(WRITTEN EXERCISE):
Reproduce the lines from the one containing "The service SHOULD locate every instance of the utility" through the one containing "[[106, 238], [9, 236], [414, 168]]", inclusive, with every occurrence of "set a marker" changed to "place a pin" and all else unchanged. Return those lines only.

(RAW RECORDS):
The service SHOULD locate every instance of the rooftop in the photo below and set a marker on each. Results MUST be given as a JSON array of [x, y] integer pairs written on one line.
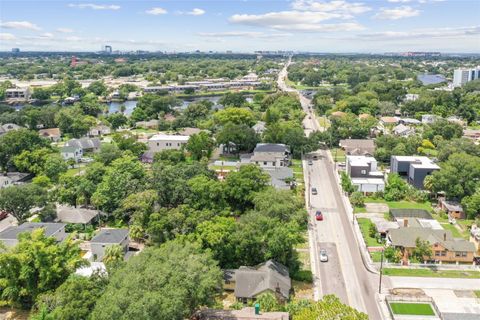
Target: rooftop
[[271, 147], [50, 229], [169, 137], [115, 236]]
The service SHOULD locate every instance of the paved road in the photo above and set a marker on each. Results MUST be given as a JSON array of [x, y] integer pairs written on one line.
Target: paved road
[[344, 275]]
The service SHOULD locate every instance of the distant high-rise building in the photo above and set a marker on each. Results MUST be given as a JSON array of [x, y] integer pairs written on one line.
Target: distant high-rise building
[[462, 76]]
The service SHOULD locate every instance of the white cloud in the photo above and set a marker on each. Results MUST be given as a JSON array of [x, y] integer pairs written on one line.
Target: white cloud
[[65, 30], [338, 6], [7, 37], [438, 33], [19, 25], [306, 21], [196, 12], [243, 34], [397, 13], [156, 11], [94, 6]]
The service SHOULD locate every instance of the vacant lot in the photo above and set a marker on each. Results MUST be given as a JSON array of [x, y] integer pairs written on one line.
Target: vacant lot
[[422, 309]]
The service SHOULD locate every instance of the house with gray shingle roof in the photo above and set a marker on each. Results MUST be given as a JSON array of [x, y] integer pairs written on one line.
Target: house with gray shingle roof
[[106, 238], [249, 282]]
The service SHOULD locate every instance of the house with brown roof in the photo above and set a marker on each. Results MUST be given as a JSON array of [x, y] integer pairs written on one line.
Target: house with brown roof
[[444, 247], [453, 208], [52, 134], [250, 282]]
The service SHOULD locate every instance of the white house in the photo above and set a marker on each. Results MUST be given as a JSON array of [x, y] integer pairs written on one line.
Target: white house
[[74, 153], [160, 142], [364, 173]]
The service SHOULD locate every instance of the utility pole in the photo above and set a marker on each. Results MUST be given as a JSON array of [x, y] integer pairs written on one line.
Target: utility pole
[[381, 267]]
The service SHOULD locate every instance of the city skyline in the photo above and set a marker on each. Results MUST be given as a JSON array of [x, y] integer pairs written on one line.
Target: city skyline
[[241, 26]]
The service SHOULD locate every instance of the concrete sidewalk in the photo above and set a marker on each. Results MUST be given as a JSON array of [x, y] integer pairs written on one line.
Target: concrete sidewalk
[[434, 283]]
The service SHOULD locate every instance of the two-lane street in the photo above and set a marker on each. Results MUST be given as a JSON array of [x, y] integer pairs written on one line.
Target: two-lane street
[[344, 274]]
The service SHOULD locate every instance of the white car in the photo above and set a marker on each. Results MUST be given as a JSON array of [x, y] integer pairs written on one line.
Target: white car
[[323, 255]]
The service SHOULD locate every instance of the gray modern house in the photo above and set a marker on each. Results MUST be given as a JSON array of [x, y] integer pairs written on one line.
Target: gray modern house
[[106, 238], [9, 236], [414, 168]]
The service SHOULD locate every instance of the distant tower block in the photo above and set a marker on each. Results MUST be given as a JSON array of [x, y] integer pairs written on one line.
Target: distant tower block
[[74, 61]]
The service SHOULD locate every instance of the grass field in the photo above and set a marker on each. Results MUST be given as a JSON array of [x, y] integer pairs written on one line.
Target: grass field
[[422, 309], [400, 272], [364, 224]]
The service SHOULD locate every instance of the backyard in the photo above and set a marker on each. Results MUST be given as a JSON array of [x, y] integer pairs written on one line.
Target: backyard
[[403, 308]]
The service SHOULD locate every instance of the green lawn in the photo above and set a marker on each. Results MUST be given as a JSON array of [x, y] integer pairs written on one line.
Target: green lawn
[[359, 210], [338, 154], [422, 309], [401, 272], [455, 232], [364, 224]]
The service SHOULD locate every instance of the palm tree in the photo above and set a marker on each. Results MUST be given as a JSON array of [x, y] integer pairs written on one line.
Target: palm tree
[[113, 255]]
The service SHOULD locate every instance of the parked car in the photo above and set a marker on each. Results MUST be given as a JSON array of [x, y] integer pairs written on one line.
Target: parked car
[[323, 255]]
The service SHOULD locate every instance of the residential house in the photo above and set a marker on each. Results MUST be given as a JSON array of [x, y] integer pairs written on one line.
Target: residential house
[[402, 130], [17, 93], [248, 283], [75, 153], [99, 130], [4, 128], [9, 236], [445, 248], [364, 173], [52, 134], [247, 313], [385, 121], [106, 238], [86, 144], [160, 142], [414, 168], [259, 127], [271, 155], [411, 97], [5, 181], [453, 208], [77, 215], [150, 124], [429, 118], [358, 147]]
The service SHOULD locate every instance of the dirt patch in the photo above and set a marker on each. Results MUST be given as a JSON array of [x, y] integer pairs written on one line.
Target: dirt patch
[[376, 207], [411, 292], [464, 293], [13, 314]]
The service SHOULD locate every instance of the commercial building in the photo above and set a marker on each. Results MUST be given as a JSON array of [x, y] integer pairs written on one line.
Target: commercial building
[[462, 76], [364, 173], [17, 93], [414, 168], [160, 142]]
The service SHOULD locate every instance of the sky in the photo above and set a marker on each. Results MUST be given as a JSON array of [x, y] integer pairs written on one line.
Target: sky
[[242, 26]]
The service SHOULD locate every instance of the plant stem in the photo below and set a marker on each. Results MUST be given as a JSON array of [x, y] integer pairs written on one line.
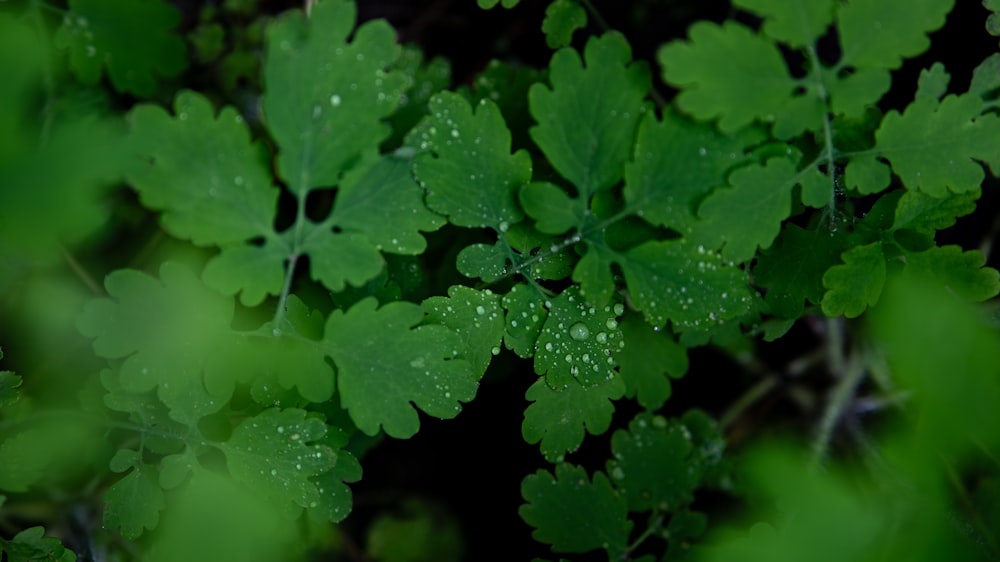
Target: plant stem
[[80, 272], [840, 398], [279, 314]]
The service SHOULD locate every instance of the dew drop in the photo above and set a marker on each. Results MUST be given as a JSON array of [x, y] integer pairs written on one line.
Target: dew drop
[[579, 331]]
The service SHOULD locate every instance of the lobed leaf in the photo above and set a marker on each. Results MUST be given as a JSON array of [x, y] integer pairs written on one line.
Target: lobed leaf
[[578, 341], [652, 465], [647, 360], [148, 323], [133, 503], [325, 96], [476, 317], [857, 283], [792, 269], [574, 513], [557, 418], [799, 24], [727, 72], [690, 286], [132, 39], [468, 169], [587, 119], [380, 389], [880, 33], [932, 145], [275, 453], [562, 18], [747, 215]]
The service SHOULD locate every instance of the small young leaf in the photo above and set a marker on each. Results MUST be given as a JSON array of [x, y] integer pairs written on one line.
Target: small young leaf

(EXERCISE RESPONSE):
The service SHOULD locate every instance of the utility pole in the photo above and place a pin on each. Results MUST be given as a JSON array of [x, y] integer pairs written on one line.
Target: utility pole
[[381, 267]]
The service SHOULD locate every instance of the city skyline in the photo above and place a pin on each. Results MUST be given as a JSON array of [x, y] integer pairs written on one line.
Target: city skyline
[[241, 26]]
The service SHOULD locate every instance of the concrete sidewalk in the photo above and place a pin on each. Results MUST be given as a JSON array of [x, y] integer pairs written on one line.
Target: concrete sidewalk
[[434, 283]]
The service SHOULD locate every instance of the two-lane street in the photo above and place a pin on each. Results MUST be given as a JSON array of [x, y] integer pairs written on one line.
Target: two-lane street
[[344, 274]]
The service SHOULD locate every instance of the white car in the photo above and place a pin on each. Results MUST be given as a JSON array of [x, y] integer pairs written on one line.
Target: white car
[[323, 255]]
The service SHOULD locate every instance of the gray modern house in the photo above and place a pin on each. Results MUST be given as a JSON array of [x, y] integer pairs written on one line.
Target: gray modern house
[[106, 238], [9, 236], [414, 168]]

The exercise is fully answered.